— START OF THE INPUT —
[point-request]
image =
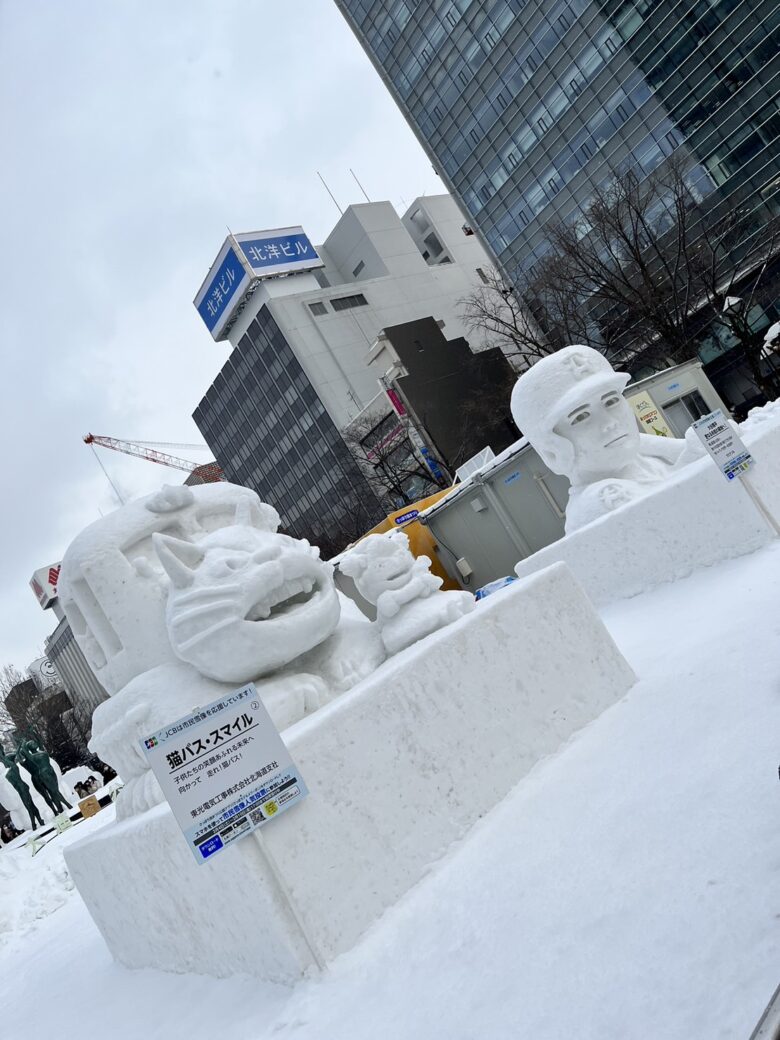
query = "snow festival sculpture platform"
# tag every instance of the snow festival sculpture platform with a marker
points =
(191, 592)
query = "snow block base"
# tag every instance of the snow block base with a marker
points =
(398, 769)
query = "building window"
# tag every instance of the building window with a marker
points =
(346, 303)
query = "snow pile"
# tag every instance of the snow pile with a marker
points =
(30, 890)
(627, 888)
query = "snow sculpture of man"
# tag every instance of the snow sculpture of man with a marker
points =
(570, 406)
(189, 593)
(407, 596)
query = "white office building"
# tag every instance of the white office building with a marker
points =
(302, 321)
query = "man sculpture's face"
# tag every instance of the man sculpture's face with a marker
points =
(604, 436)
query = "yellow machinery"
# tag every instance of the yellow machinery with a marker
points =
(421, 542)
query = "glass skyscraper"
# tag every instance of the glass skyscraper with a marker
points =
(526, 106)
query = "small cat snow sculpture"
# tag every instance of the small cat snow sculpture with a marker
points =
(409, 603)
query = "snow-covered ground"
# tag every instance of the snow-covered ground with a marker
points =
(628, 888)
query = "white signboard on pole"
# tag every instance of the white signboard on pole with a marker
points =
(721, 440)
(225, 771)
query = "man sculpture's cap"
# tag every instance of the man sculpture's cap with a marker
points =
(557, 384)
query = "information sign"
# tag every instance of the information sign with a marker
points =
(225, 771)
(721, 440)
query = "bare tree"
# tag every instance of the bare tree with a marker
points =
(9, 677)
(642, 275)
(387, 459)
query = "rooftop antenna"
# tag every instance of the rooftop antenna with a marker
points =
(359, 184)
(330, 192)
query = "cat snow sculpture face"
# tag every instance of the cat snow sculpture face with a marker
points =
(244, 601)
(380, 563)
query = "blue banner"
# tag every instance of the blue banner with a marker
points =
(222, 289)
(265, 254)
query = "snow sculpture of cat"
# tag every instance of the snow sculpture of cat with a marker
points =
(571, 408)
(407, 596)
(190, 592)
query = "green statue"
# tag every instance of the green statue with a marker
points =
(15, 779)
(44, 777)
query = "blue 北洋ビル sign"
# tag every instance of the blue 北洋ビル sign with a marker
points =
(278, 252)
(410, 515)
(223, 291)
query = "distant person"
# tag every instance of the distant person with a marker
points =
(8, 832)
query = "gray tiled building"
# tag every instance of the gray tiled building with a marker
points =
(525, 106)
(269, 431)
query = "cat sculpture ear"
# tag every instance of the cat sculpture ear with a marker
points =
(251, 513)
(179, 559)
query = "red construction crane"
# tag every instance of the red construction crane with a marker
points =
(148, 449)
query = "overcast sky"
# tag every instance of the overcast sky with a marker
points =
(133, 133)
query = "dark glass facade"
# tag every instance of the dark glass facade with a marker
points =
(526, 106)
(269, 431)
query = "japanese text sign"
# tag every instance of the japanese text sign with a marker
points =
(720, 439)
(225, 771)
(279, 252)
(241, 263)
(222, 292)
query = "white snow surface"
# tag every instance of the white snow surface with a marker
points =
— END OF THE INPUT —
> **REQUIREMENTS**
Retype the data above exactly; pictures are not part of the copy.

> **EXERCISE RESPONSE**
[point-request]
image =
query = "snow festival sculpture platform"
# tag every instance of the snow festival sculpture platform with a marker
points =
(191, 592)
query = "snow block base"
# tag every instance of the snow block base with a marker
points =
(398, 769)
query = "building window"
# tag every instance of the building window with a marker
points =
(346, 303)
query = "snow pile"
# tag every instance of the snow pile with a marker
points =
(30, 890)
(627, 888)
query = "snow sculpture of man"
# tag every instance of the snow sculpture of man with a marker
points =
(570, 406)
(189, 593)
(407, 596)
query = "white office building"
# tag every instance of the white office building with a marker
points =
(302, 321)
query = "man sculpture's face"
# tag every instance of the man sculpture's face with a marker
points =
(604, 436)
query = "yellow machinery"
# tag every instance of the yellow machinery with a marker
points =
(421, 542)
query = "glass skyscraper"
# tag every instance of the glass skyscraper with a marker
points =
(526, 106)
query = "small cat snow sculpture"
# tag every instance of the small cat snow sculpture with a marker
points =
(409, 603)
query = "snow-covered ground"
# tag every instance of the snow-covered ground with a marker
points =
(628, 888)
query = "white signboard on pole"
# tag every instance of the white signboard on pole with a marker
points =
(721, 440)
(225, 771)
query = "man sculpture's cap"
# tag every instance of the man sculpture's cap with a marker
points =
(557, 384)
query = "information sign"
# tag every instance of the information sign with a marker
points =
(225, 771)
(721, 440)
query = "bare tree"
# tag every instance of the bare tree with a marker
points =
(9, 677)
(642, 275)
(387, 459)
query = "rooftop antenna"
# tag every instance of the rooftop antenna with a marker
points =
(359, 184)
(330, 192)
query = "cat snow sculpture face"
# tag every instance of the cat snow sculpture face with a marker
points =
(244, 601)
(380, 563)
query = "blue banner"
# tag every instance of the blue banner with a marker
points =
(222, 289)
(265, 254)
query = "snow sculpture of cat"
# tag every instance of the snow sculpture of cat with a marker
points =
(571, 408)
(407, 596)
(190, 592)
query = "green statue"
# tag every instance of the green statue with a marker
points =
(15, 779)
(44, 777)
query = "blue 北洋ビル sign"
# tag every instance of the blue 北洋ビル sign with a marker
points =
(278, 252)
(410, 515)
(223, 291)
query = "distant person"
# tag every instance of the distant person with a marker
points =
(8, 832)
query = "gray tiled building"
# tag every instance of the gray tiled building with a marker
points =
(525, 106)
(269, 431)
query = "cat sculpture ear"
# tag every instance of the cat sculpture ear with a marker
points =
(251, 513)
(179, 559)
query = "red construction crane"
# tag every instance of the red construction crane with a marker
points =
(148, 449)
query = "overcast sky"
# tag every instance of the overcast sky with a marker
points =
(133, 133)
query = "dark glass facade"
# tag every instance of the dark glass facade with a marker
points =
(526, 106)
(269, 431)
query = "japanese text sign"
# tag every instance of the japanese text sign with a marker
points =
(720, 439)
(225, 771)
(279, 252)
(241, 263)
(222, 292)
query = "white snow surface"
# tag every instance of the white snow surface with a marker
points =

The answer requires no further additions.